About this task: Rewrite the text about clinical research nurses, starting with "Responsibilities of a" and going on through "number of levels.", so that "research subjects" is updated to "trial participants".

Selected text:

Purpose and Mission
Clinical research nurses, sometimes called clinical trial nurses or just research nurses, work with doctors and other healthcare professionals to manage clinical trials of new drugs, treatments, surgical procedures and medical devices. Once considered a less-desirable nursing specialty, CRNs today are highly trained professionals in great demand in Australia and across the globe.
In most cases, clinical research nurses will report to the principal investigator of the trial, but sometimes the chain of command is just a nursing supervisor or department head. The day-to-day activities of CRNs in managing a trial and caring for patients involved in the trial are often overseen by a head nurse or physician.
Some clinical trial nurses do have direct supervisory responsibilities, such as overseeing other members of the healthcare team or training new colleagues. Other, less-experienced nurses have minimal supervisory duties.
Clinical research nurses are typically experienced registered nurses (having earned at least a bachelor’s degree). Some worked as general practice nurses or even specialist nurses before deciding to become a CRN.
Like all RNs, CRNs must hold a current Nursing Registration with the AHPRA (Australian Health Practitioners Agency) to work directly with patients.
Unless you already have substantial experience, employers often prefer CRN candidates who have earned one or more professional certifications (such as Good Clinical Practice (GCP) training) relating to clinical trial nursing.
Responsibilities of a Clinical Research Nurse
Clinical research nurses perform a broad range of tasks related to the management of a clinical trial and the ongoing medical care of the research subjects / patients. Of note, the historical division of responsibility between the academic researchers who “conduct the research” and the nurses who “take care of the research subjects” is being broken down, and CRNs today are contributing to the actual trial research on a number of levels.
Some typical activities performed by modern clinical trial nurses include entering and coordinating patient records, preparing daily patient reports and exception or side effect reports, administering medications or fitting devices, and helping to train other nurses on new clinical trial procedures and technologies. CRNs and CTNs with graduate degrees are even starting to participate in the management of some trials, and a few have even been appointed as principal investigators.

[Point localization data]
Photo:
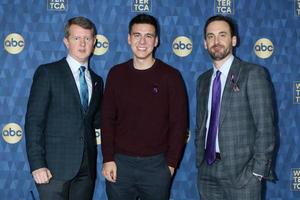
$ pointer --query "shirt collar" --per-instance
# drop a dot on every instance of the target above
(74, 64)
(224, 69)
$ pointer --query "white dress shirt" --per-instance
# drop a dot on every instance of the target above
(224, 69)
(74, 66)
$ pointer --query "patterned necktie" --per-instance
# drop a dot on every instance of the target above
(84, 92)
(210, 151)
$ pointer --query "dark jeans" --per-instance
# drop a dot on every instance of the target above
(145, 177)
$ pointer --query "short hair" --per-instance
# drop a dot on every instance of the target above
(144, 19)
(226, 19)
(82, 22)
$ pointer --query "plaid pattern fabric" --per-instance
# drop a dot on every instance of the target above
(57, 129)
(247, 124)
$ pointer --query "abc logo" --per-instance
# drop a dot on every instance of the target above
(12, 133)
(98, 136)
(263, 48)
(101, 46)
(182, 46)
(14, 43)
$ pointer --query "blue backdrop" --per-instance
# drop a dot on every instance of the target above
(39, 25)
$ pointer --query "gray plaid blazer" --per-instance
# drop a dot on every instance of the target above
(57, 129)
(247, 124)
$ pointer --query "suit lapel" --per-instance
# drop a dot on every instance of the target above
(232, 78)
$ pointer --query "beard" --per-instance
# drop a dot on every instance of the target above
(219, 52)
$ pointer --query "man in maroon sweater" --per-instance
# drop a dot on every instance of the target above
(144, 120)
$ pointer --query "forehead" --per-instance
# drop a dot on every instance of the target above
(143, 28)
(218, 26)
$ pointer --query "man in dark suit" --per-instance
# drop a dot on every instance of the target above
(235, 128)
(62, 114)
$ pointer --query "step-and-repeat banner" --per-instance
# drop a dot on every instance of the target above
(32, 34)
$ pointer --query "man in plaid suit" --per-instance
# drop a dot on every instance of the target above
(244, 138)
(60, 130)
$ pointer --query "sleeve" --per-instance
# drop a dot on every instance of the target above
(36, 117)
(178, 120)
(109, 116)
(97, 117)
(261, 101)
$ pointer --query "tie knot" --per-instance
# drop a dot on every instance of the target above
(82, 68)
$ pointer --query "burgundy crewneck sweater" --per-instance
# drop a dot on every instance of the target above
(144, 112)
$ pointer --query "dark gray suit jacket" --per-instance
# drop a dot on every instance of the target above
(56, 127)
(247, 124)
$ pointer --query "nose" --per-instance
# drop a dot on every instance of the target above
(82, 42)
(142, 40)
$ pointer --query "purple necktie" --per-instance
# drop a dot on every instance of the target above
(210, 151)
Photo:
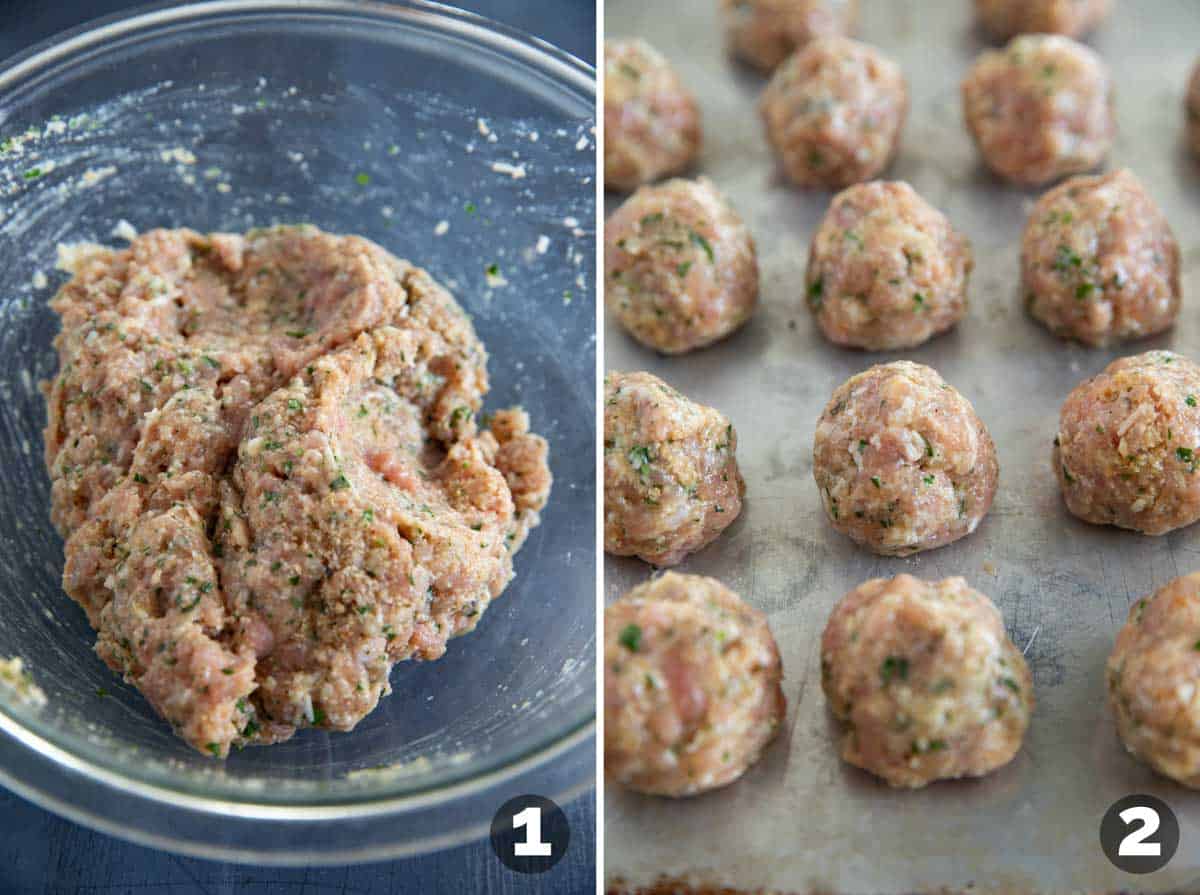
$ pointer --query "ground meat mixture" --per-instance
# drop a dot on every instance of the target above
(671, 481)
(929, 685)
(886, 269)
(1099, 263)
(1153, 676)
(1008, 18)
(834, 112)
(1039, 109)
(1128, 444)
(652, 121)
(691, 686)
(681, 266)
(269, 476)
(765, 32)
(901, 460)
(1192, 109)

...

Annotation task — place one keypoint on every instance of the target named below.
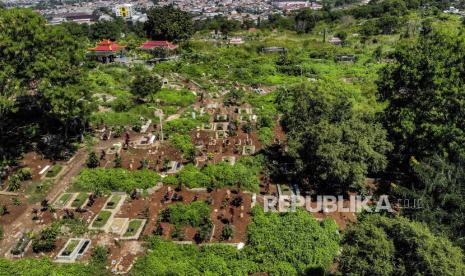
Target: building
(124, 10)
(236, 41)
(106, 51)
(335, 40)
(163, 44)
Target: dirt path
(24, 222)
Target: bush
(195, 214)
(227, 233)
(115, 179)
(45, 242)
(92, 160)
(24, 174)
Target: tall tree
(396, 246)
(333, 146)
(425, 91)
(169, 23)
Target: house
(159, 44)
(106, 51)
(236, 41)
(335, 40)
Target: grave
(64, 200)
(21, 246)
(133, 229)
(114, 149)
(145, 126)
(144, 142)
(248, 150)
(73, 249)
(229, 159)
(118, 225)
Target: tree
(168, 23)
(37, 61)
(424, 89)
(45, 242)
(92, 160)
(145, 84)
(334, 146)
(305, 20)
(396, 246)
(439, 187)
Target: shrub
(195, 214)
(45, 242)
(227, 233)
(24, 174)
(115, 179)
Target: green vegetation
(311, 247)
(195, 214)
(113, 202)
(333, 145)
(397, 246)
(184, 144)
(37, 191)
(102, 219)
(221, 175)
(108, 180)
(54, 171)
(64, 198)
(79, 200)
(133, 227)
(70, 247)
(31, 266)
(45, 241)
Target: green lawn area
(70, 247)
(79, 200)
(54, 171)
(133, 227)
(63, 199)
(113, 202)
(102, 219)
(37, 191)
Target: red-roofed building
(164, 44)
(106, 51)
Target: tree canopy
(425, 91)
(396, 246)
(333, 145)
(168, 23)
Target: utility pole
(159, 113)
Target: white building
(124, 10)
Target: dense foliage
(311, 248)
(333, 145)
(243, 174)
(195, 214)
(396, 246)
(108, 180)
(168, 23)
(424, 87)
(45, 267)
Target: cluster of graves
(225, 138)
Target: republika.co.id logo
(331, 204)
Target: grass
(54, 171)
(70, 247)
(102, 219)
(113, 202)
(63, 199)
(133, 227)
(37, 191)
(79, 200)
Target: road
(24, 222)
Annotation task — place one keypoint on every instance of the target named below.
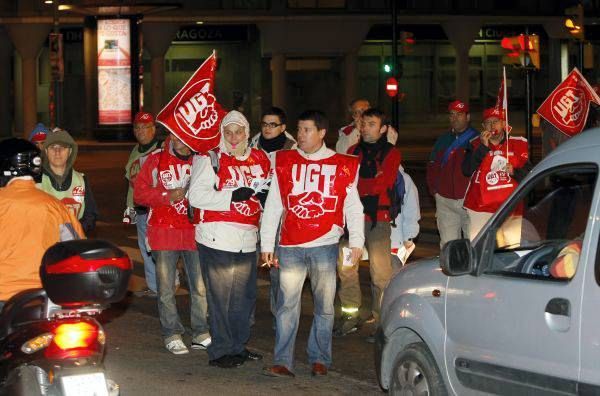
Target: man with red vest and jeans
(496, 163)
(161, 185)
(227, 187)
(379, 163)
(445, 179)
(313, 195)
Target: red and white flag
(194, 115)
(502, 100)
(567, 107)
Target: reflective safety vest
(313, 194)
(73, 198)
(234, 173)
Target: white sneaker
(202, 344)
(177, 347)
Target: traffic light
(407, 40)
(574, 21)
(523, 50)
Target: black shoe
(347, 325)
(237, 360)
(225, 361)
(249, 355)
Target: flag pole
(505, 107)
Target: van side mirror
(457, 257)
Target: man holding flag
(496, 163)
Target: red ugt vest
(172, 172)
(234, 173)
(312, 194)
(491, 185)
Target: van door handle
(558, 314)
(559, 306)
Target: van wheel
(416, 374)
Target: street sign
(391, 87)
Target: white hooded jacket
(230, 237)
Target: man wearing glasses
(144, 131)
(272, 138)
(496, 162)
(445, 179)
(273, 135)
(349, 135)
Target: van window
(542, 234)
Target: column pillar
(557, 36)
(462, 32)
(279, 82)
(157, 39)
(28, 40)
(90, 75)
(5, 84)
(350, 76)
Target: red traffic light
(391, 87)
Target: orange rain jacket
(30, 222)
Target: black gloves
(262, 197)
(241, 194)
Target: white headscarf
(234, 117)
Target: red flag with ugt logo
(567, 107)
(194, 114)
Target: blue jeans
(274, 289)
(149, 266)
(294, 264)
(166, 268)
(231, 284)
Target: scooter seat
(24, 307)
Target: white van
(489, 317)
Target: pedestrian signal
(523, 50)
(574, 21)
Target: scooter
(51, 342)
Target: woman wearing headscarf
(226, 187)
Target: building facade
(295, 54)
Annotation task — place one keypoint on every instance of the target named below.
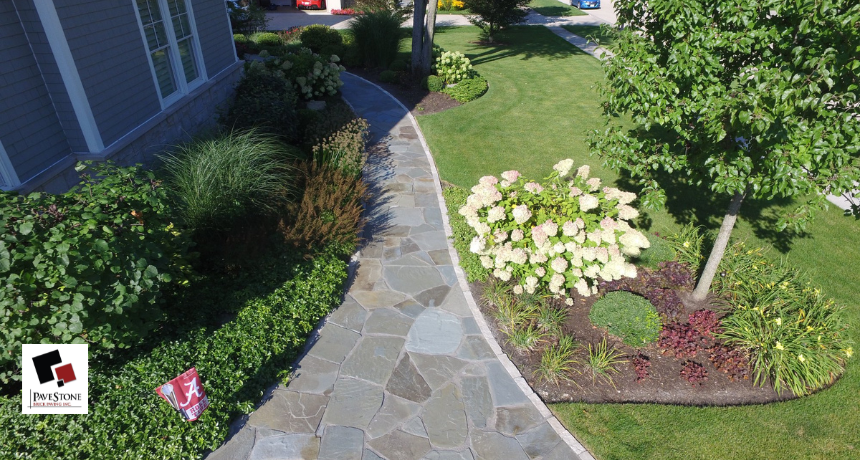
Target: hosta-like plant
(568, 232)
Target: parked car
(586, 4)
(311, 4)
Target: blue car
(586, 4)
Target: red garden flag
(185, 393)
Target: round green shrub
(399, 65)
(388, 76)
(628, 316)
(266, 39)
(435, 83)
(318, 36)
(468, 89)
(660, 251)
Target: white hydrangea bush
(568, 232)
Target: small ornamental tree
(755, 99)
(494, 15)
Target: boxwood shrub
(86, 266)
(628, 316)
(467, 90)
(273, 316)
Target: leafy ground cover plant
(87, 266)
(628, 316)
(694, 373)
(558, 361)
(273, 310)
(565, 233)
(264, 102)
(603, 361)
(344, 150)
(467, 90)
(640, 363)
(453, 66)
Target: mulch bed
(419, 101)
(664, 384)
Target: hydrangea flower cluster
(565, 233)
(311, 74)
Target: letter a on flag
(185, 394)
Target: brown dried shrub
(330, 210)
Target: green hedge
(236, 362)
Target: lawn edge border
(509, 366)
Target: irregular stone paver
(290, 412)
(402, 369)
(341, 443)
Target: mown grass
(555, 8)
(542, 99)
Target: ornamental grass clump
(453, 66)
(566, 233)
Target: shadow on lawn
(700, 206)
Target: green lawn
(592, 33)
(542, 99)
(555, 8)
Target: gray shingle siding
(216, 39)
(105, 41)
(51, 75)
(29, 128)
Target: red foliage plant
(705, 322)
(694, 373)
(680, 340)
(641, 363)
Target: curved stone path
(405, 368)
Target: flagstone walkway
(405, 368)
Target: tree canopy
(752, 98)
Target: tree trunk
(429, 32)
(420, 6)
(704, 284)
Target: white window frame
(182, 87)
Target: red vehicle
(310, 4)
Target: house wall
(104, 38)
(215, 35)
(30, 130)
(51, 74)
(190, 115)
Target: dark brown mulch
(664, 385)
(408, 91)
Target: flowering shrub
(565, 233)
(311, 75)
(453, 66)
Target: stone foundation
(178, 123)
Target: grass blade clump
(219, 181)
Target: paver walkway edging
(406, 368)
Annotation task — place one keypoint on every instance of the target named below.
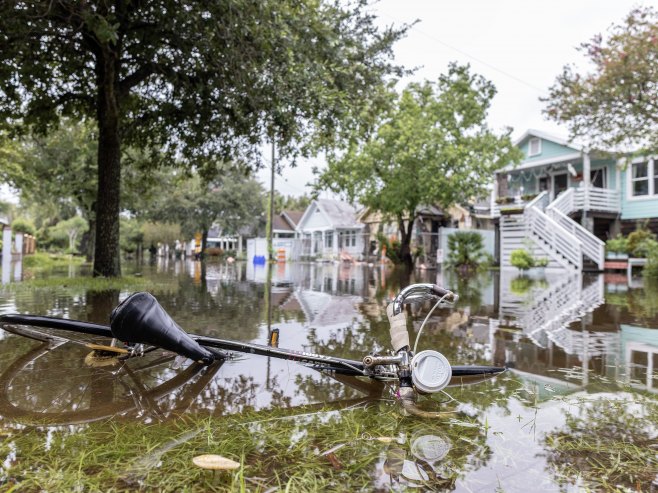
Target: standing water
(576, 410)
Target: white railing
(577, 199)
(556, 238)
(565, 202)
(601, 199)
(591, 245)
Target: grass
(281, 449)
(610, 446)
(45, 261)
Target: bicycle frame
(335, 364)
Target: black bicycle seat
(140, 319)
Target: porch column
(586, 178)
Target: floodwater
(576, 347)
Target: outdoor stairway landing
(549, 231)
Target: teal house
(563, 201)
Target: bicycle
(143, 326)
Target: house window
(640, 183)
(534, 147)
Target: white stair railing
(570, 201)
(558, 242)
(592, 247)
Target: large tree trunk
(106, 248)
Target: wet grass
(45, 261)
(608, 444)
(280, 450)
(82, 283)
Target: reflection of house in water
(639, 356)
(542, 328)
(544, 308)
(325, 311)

Output of the exercise:
Responsibilities of a Clinical Research Nurse
Clinical research nurses perform a broad range of tasks related to the management of a clinical trial and the ongoing medical care of the trial participants / patients. Of note, the historical division of responsibility between the academic researchers who “conduct the research” and the nurses who “take care of the trial participants” is being broken down, and CRNs today are contributing to the actual trial research on a number of levels.